● **STATED GOAL 1**: Transcribe the passage of the connector patent excerpt starting with "18. The high" and going on through "of insulative housings.".
● **STATED GOAL 2**: In the connector patent excerpt, what shape does claim 19 give the grounding element?

18. The high frequency board-to-board connector as claimed in claim 1, further comprising an array of insulative housings, at least one of a plurality of any pair of insulative housings having the grounding element disposed therebetween and interconnecting the pair of insulative housings.
19. The high frequency board-to-board connector as claimed in claim 1, wherein the grounding element is generally planar.
20. A high frequency board-to-board connector for connecting with a design comprising:
an insulative housing having a design-mounting face;
a first conductive element received in the insulative housing for connecting to a corresponding second conductive element in the design, the first conductive element having a tail for coupling to a corresponding conductive pad on an electronic sub-assembly, the high frequency board-to-board connector being connectable to the electronic sub-assembly; and
a grounding element for mounting onto the insulative housing, the grounding element comprising one or more follower arms for connecting to a ground plane in the design,
wherein when the high frequency board-to-board connector is displaced along an engagement axis relative to the design for engaging and thereby connecting the first conductive element with the second conductive element, the follower arms deflect along the engagement axis for structurally adapting to the ground plane in the design.
21. A high frequency board-to-board connector for interconnecting a pair of designs comprising:
an insulative housing;
a first conductive element received in the insulative housing, the first conductive element having first and second distal ends, the first distal end for connecting to a corresponding second conductive element in one design, and the second distal end for connecting to a corresponding third conductive element in the other design; and
a grounding element for mounting onto the insulative housing, the grounding element comprising:
a grounding body;
one or more first follower arms coupled to the grounding body for connecting to a ground plane in one design; and
one or more second follower arms coupled to the grounding body for connecting to a ground plane in the other design,
wherein when the high frequency board-to-board connector is displaced along an engagement axis relative to the design for engaging and thereby connecting the first conductive element with the second conductive element, the follower arms deflect along the engagement axis for structurally adapting to the ground plane in the design.
Description
FIELD OF INVENTION

The present invention relates generally to an electrical connector. In particular, the invention relates to an electrical connector for interconnecting electronic sub assemblies, for example printed circuit boards, for use in high-frequency operations.

● **RECORD EXCERPTS**:

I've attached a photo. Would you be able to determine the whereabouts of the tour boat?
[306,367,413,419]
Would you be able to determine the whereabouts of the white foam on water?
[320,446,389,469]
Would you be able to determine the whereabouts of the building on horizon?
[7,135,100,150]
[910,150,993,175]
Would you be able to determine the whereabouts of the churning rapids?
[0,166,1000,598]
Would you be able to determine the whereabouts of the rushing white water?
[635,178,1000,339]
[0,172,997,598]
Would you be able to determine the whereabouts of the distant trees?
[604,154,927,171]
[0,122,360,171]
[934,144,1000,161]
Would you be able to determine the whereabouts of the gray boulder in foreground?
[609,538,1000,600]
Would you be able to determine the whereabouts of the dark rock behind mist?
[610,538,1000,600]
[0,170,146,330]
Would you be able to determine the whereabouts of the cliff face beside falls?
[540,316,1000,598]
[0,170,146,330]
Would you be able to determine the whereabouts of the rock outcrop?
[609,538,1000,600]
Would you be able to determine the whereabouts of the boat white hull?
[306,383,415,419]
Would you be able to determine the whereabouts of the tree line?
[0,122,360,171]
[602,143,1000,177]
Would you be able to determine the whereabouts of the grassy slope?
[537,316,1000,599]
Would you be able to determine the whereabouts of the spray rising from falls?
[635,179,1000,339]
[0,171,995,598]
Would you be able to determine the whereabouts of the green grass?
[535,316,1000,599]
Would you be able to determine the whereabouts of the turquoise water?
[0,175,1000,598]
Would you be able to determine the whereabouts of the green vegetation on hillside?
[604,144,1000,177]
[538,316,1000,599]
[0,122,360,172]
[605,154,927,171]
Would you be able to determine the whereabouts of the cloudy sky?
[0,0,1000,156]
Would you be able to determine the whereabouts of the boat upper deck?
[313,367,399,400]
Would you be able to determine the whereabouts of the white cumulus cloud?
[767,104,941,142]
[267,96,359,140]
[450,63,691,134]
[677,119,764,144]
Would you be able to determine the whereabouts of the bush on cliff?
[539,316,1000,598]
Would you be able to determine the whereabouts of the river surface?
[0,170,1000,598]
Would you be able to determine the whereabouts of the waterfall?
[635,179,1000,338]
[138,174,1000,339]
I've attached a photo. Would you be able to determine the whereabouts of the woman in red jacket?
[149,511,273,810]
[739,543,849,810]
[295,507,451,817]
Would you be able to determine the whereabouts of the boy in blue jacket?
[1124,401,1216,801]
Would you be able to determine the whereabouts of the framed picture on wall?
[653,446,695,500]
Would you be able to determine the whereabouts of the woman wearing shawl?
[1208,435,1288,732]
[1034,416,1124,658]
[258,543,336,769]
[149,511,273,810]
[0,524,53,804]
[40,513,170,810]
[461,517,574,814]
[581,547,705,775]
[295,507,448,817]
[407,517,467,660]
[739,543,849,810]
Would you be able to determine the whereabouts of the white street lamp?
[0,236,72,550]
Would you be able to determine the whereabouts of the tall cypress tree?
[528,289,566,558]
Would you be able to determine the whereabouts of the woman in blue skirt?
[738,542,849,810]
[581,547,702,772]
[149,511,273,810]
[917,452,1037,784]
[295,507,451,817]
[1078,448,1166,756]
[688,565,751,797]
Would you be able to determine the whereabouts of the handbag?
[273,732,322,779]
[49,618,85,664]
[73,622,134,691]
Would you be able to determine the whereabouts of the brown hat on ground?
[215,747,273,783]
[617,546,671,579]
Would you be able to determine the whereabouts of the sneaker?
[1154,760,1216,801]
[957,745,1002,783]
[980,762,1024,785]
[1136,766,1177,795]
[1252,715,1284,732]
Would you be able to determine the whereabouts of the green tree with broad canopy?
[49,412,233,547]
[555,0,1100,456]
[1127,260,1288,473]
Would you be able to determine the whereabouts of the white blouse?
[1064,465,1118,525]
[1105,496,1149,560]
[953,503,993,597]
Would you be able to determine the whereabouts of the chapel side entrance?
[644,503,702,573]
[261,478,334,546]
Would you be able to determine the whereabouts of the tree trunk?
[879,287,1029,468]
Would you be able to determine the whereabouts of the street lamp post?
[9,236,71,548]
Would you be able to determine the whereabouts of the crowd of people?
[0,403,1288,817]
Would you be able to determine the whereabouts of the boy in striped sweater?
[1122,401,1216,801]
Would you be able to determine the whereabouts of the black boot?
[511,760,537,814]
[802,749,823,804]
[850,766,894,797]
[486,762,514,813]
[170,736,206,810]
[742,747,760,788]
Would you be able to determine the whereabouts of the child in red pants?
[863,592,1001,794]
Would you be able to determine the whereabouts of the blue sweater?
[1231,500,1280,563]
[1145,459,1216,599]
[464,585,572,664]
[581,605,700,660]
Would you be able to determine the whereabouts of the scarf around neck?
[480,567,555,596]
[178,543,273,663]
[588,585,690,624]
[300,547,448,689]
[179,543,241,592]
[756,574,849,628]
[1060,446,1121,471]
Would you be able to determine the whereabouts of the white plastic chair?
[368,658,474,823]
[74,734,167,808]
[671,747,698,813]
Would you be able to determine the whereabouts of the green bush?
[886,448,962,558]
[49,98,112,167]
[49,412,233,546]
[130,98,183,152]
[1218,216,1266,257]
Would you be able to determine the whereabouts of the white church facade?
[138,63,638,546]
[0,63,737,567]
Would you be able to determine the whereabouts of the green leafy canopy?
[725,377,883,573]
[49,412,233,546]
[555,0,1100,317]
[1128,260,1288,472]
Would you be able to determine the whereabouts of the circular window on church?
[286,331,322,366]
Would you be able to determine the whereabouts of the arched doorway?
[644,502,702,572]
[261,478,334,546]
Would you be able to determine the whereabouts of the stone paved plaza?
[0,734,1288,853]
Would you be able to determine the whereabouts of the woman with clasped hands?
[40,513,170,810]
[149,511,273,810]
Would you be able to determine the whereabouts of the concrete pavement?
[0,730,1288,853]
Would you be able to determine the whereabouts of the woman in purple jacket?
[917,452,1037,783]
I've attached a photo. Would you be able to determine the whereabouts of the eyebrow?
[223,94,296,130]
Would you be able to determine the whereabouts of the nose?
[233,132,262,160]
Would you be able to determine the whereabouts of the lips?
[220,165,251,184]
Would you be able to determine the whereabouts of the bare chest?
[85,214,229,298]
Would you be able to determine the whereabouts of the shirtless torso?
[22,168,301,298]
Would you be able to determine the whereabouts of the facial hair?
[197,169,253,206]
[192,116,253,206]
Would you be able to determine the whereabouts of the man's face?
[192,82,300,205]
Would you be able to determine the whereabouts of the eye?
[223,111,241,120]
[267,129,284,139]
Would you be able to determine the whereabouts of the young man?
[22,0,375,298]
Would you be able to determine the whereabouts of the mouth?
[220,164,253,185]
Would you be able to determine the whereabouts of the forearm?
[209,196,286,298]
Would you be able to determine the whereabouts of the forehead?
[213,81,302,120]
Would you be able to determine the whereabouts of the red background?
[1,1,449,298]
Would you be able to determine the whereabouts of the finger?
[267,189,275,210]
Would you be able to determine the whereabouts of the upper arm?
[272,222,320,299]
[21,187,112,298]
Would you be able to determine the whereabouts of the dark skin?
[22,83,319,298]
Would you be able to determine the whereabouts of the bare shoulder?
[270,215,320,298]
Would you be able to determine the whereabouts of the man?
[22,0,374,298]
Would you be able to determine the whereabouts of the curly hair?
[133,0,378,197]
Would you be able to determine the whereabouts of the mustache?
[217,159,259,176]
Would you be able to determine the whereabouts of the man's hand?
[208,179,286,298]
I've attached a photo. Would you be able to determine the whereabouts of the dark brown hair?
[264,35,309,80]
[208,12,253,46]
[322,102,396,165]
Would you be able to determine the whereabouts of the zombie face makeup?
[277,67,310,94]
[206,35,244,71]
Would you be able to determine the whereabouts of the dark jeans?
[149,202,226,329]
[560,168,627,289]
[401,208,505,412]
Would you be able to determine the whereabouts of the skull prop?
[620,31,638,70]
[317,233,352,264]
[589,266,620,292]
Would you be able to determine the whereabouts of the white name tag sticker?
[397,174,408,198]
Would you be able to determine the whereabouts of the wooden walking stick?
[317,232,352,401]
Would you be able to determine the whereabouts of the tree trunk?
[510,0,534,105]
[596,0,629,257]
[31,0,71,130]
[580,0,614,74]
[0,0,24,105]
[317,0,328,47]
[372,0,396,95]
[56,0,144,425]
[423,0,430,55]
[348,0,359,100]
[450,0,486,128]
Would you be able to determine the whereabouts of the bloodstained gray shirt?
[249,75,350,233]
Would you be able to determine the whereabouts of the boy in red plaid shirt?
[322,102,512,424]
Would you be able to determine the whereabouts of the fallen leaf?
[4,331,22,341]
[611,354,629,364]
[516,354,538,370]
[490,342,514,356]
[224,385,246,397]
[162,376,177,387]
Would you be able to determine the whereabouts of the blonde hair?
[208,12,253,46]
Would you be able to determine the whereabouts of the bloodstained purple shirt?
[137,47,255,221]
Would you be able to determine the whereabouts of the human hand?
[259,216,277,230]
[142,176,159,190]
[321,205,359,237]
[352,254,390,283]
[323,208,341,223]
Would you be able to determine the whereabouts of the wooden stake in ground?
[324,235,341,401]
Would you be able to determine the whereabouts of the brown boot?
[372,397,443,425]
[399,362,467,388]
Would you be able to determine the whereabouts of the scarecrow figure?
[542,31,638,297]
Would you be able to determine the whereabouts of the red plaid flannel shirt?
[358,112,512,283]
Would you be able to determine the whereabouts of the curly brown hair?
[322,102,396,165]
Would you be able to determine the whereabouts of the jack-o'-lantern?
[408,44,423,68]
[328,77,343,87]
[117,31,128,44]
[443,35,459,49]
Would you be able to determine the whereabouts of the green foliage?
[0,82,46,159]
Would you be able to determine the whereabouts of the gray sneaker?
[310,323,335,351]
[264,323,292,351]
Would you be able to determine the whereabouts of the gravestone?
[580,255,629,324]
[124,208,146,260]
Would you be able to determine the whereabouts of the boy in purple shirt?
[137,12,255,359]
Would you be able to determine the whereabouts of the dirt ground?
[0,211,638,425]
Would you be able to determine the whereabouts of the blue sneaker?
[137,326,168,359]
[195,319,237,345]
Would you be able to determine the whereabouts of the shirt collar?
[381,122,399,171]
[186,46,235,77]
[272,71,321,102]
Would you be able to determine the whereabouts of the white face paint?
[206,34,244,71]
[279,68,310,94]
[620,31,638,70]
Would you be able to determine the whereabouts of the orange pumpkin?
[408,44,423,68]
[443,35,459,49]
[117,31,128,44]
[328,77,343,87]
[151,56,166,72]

● **ANSWER 1**:
18. The high frequency board-to-board connector as claimed in claim 1, further comprising an array of insulative housings, at least one of a plurality of any pair of insulative housings having the grounding element disposed therebetween and interconnecting the pair of insulative housings.

● **ANSWER 2**: Generally planar.